*Task brief*.
Copy each line of the records below word for word, omitting the pictures.

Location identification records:
.....

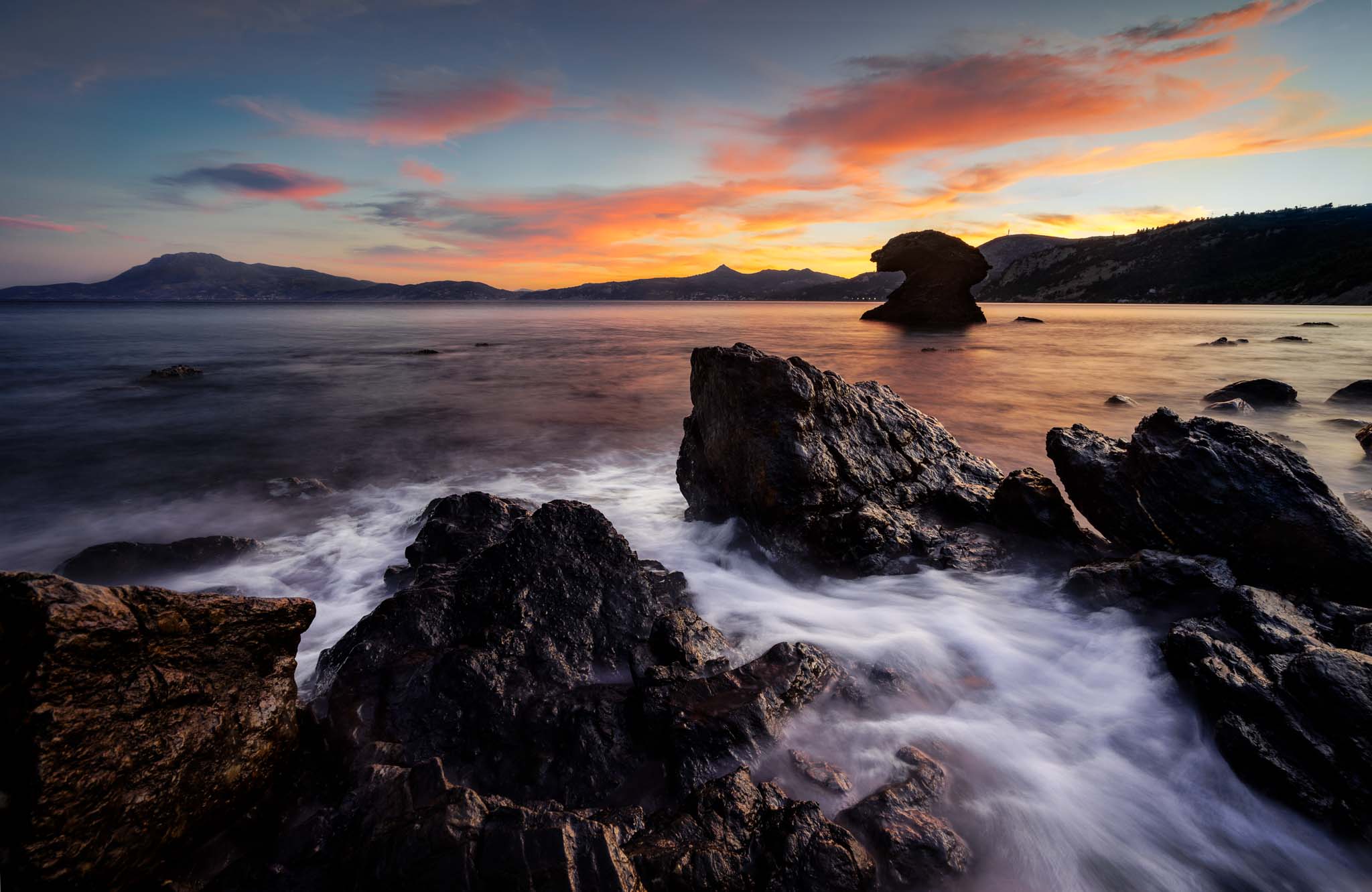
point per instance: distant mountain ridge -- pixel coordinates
(1294, 255)
(192, 276)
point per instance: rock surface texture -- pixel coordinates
(940, 272)
(823, 472)
(136, 722)
(1216, 487)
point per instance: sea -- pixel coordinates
(1077, 763)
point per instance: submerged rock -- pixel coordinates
(940, 272)
(843, 476)
(128, 563)
(137, 722)
(1260, 393)
(1231, 407)
(1292, 704)
(1215, 487)
(176, 371)
(1359, 391)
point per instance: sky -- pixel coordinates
(542, 143)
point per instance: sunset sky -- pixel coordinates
(534, 143)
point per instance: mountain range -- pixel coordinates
(1294, 255)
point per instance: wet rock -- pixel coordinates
(1261, 393)
(136, 724)
(912, 847)
(297, 487)
(742, 836)
(1152, 580)
(1030, 504)
(1215, 487)
(1359, 391)
(175, 372)
(1292, 707)
(822, 774)
(1230, 407)
(940, 272)
(829, 474)
(458, 527)
(128, 563)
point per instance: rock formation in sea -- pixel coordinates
(1216, 487)
(940, 272)
(137, 724)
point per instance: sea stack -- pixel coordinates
(940, 272)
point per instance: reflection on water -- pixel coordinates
(1076, 762)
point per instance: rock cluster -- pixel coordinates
(940, 272)
(137, 722)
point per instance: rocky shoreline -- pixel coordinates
(535, 707)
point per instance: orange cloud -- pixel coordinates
(431, 106)
(419, 170)
(33, 222)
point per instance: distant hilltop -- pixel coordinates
(1294, 255)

.....

*Solution to the problem*.
point per instance: distant mountain ridge -- pixel coordinates
(1294, 255)
(192, 276)
point per instance: rock surface texture -- pixel coordinates
(940, 272)
(823, 472)
(136, 722)
(1216, 487)
point per instance: sea -- pixel coordinates
(1077, 763)
point per instance: submerged rock -- pixel coordinates
(940, 272)
(843, 476)
(128, 563)
(137, 722)
(1260, 393)
(1231, 407)
(1292, 704)
(1215, 487)
(176, 371)
(1359, 391)
point per instance: sky -- pixel coordinates
(542, 143)
point per instance: sunset sky -- pixel coordinates
(534, 143)
point per instance: mountain range -- pixel coordinates
(1294, 255)
point per instance: wet rock -- pixel coordinates
(1261, 393)
(136, 724)
(912, 847)
(297, 487)
(742, 836)
(1152, 580)
(1030, 504)
(1215, 487)
(1359, 391)
(175, 372)
(1292, 707)
(822, 774)
(1230, 407)
(940, 272)
(829, 474)
(458, 527)
(128, 563)
point per instance: rock formation in sea -- pixel coordinates
(1216, 487)
(940, 272)
(137, 724)
point per instance: sea stack -- pixel coordinates
(940, 272)
point per instance: reflection on water -- pixel coordinates
(1076, 762)
point per instance: rock cluster -- pixel coordinates
(940, 272)
(137, 722)
point per instance: rocky shoreline -- pixel coordinates
(535, 707)
point per instance: orange cloud -- pixel coordinates
(431, 106)
(419, 170)
(33, 222)
point per instance: distant hilltop -- pixel coordinates
(1294, 255)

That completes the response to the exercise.